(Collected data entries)
----

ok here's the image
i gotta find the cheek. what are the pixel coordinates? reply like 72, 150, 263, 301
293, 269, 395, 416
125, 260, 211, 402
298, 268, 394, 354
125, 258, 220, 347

----

◆ WHAT YOU ARE ASKED TO DO
With the records above in view, retype each one exactly.

◆ ANSWER SPACE
ok here's the image
i gotta find the cheek. what are the pixel coordinates? reply like 72, 150, 263, 301
293, 269, 395, 416
125, 260, 211, 402
298, 268, 394, 354
125, 258, 220, 347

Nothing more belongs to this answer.